Natural-language object grounding data
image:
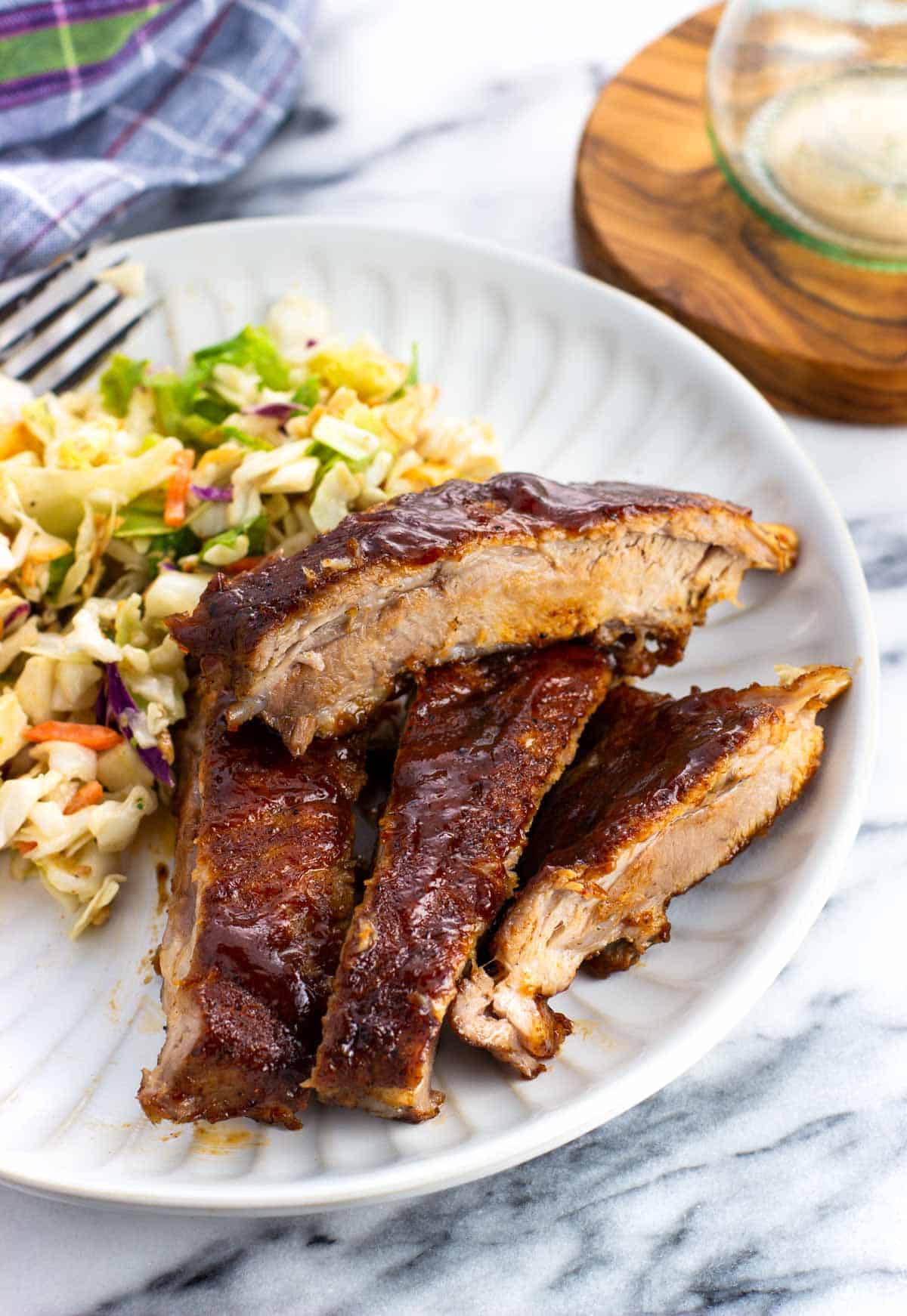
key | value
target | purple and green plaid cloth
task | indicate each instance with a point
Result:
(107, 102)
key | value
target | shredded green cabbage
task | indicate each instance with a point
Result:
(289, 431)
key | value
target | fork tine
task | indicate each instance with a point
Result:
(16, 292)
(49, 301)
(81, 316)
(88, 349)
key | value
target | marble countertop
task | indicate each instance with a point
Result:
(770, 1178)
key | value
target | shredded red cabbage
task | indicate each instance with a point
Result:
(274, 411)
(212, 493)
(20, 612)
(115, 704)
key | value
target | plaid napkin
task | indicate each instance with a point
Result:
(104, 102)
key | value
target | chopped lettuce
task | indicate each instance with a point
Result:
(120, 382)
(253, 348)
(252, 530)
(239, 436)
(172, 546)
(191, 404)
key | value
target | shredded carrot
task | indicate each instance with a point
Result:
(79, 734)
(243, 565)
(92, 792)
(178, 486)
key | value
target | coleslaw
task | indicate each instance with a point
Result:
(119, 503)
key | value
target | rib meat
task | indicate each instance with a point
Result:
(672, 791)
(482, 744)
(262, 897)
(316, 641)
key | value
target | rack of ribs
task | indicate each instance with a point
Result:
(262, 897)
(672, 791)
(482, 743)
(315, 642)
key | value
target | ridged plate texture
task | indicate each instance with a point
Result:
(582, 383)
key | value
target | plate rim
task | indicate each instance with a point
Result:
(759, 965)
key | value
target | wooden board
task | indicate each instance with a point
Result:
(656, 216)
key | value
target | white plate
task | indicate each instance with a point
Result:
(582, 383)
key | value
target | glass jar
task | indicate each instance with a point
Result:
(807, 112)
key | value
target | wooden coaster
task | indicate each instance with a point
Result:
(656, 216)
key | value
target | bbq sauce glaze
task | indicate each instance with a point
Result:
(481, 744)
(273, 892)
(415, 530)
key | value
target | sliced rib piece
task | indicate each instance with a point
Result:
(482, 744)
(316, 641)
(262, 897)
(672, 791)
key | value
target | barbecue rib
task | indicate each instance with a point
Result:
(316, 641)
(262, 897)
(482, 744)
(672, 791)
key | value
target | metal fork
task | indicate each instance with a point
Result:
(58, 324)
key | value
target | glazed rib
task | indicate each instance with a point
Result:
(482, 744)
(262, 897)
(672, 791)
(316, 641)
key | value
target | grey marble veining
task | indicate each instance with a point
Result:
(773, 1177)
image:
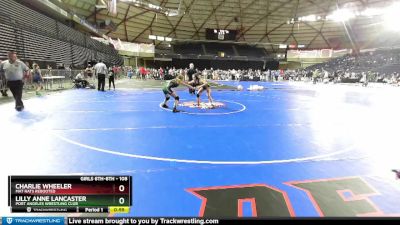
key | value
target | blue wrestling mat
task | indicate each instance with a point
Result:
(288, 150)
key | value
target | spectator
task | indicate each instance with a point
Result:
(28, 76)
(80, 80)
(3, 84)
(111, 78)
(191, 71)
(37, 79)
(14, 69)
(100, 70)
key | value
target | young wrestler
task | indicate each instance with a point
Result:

◆ **About this task**
Copy the entries exactly. Leave out the images.

◆ **Written response**
image:
key | value
target | purple and green plaid cloth
task | indicate each instance with a point
Result:
(107, 102)
key | value
target | shredded green cabbage
task | indicate each instance with a point
Result:
(289, 431)
key | value
target | fork tine
task | indicate each instance with a point
Result:
(16, 292)
(49, 301)
(81, 316)
(88, 349)
key | value
target | marble countertop
task | indicate each instance with a point
Result:
(770, 1178)
key | value
target | shredded red cabbage
task | indicate each instance with a point
Result:
(274, 411)
(212, 493)
(20, 612)
(115, 704)
key | value
target | plaid napkin
task | indicate each instance with a point
Result:
(104, 102)
key | value
target | chopped lettuce
task | indicate each instance with a point
Result:
(120, 382)
(253, 348)
(252, 530)
(239, 436)
(172, 546)
(191, 404)
key | value
target | shredded carrot
task | indicate each instance with a point
Result:
(79, 734)
(243, 565)
(92, 792)
(178, 486)
key | value
target | coleslaw
task | indicate each instance with a point
Result:
(119, 503)
key | value
target | rib meat
task | indicate each instance with a point
Result:
(672, 791)
(482, 744)
(262, 897)
(316, 641)
key | value
target | rack of ribs
task | indicate each instance with a point
Result:
(262, 897)
(672, 791)
(482, 743)
(315, 642)
key | value
target | ridged plate texture
task | indicate each instance with a point
Result:
(582, 383)
key | value
target | plate rim
task | indicate each instance with a point
Result:
(759, 965)
key | value
target | wooden board
task | indicate each instance with a point
Result:
(656, 216)
key | value
target | white plate
task | indicate each instance with a point
Result:
(582, 383)
key | value
target | glass jar
task | indicate each instance with a point
Result:
(807, 112)
key | value
target | wooden coaster
task | indicate each instance with a point
Result:
(656, 216)
key | value
target | bbq sauce glaze
task | indicate each instance with a point
Result:
(481, 744)
(273, 892)
(415, 530)
key | value
target | sliced rib piece
task | indicate each instance with a point
Result:
(482, 744)
(316, 641)
(262, 897)
(672, 791)
key | value
target | barbecue rib
task | indicate each instance with a point
Result:
(316, 641)
(262, 897)
(482, 744)
(672, 791)
key | value
target | metal fork
task | indicate each instance with a point
Result:
(58, 324)
key | value
target | glazed rib
task | indicate each instance with a point
Result:
(482, 744)
(262, 897)
(672, 791)
(316, 641)
key | value
target | grey marble veining
task | indicate each instance with a point
Result:
(773, 1177)
image:
key | value
target | blue wrestling mat
task | indicate each instance with a point
Result:
(288, 150)
key | value
target | spectator
task | indicate each instance with a point
Result:
(28, 76)
(80, 80)
(3, 84)
(111, 78)
(191, 71)
(37, 79)
(14, 69)
(100, 70)
key | value
target | young wrestler
task | indicate each instance with a point
Result:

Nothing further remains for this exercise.